— ASSIGNMENT 1 —
Transcribe from the Alstrom syndrome abstract the passage that begins with the words containing "Publication Date" and ends with "2005 Mar; 165(6):675-83.".
— ASSIGNMENT 2 —
According to the Alstrom syndrome abstract, in what percentage of patients did dilated cardiomyopathy occur?

— TEXT SEGMENT —
Title

New Alstrom syndrome phenotypes based on the evaluation of 182 cases.

Document Type

Article

Publication Date

2005

Keywords

Adolescent, Adult, Age-of-Onset, Chi-Square-Distribution, Child, Child-Preschool, Diabetes-Mellitus-Type-2, Female, Hearing-Loss-Sensorineural, Humans, Hypogonadism, Infant, Male, Middle-Aged, Obesity, Phenotype, Research-Support-Non-U, S, -Gov't, Research-Support-U, S, -Gov't-P, H, S, Retinitis-Pigmentosa, Syndrome

JAX Source

Arch Intern Med 2005 Mar; 165(6):675-83.

Abstract

BACKGROUND: Alstrom syndrome is a recessively inherited genetic disorder characterized by congenital retinal dystrophy that leads to blindness, hearing impairment, childhood obesity, insulin resistance, and type 2 diabetes mellitus. We provide new details on cardiologic, hepatic, gastrointestinal, urologic, pulmonary, and neurobehavioral phenotypes in Alstrom syndrome and describe the histopathologic findings in 5 individuals. METHODS: We obtained data on 182 patients from clinical examinations, medical record reviews, standardized questionnaires, and personal interviews with physicians and parents. RESULTS: Dilated cardiomyopathy occurred in 60% of patients. Age at onset was either during infancy, often before vision disturbances were noted, or in adolescence or adulthood. There is a risk of recurrence of infantile cardiomyopathy. Hyperinsulinemia (92%) developed in early childhood and progressed to type 2 diabetes mellitus in 82% of those older than 16 years. Hypertriglyceridemia (54%) precipitated pancreatitis in 8 patients. Urologic dysfunction and gastrointestinal disturbances occurred in 48% and 35% of patients, respectively. Fifty-three percent of patients had persistent pulmonary symptoms. Neurologic symptoms in 20% of patients included clonic tic and absence seizures. Developmental motor or language delays were observed in 46% of patients. Fibrotic infiltrations of multiple organs, that is, kidney, heart, liver, lung, urinary bladder, gonads, and pancreas, were observed. CONCLUSIONS: The wide-ranging and complex spectrum of phenotypes reported herein broadens those previously described for Alstrom syndrome. These findings will aid physicians in making an early and accurate diagnosis and will help effect appropriate monitoring and treatment.

— RECORD EXCERPTS —
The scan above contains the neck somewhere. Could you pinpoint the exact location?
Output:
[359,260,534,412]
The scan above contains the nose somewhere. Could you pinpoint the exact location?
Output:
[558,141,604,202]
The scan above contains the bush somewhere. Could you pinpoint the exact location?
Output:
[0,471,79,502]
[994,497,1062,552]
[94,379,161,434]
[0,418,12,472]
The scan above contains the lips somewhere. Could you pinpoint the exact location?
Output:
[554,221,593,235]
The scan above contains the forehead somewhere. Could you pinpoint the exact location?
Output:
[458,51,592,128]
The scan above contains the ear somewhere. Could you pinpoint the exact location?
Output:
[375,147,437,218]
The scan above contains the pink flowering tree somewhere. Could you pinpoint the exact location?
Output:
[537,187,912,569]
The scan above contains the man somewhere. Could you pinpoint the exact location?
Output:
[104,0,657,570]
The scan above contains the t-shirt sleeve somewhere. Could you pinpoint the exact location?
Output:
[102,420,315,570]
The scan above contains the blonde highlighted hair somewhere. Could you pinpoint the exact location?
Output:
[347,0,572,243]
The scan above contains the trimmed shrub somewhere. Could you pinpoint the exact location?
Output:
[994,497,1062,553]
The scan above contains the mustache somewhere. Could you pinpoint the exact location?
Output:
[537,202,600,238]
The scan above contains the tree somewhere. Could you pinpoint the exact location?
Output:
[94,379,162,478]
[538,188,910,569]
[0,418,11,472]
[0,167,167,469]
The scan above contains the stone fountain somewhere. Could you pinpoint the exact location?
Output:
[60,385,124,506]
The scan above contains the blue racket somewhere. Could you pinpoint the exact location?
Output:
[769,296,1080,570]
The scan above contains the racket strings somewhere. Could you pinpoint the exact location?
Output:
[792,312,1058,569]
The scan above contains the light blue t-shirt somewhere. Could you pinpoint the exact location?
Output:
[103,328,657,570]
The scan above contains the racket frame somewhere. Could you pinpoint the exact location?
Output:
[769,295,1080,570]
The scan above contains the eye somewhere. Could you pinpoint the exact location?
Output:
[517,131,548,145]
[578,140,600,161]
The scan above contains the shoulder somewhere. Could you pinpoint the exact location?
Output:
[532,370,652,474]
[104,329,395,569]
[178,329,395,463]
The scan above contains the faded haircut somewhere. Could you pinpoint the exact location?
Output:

— YOUR RESPONSE 1 —
Publication Date

2005

Keywords

Adolescent, Adult, Age-of-Onset, Chi-Square-Distribution, Child, Child-Preschool, Diabetes-Mellitus-Type-2, Female, Hearing-Loss-Sensorineural, Humans, Hypogonadism, Infant, Male, Middle-Aged, Obesity, Phenotype, Research-Support-Non-U, S, -Gov't, Research-Support-U, S, -Gov't-P, H, S, Retinitis-Pigmentosa, Syndrome

JAX Source

Arch Intern Med 2005 Mar; 165(6):675-83.

— YOUR RESPONSE 2 —
Dilated cardiomyopathy occurred in 60% of patients.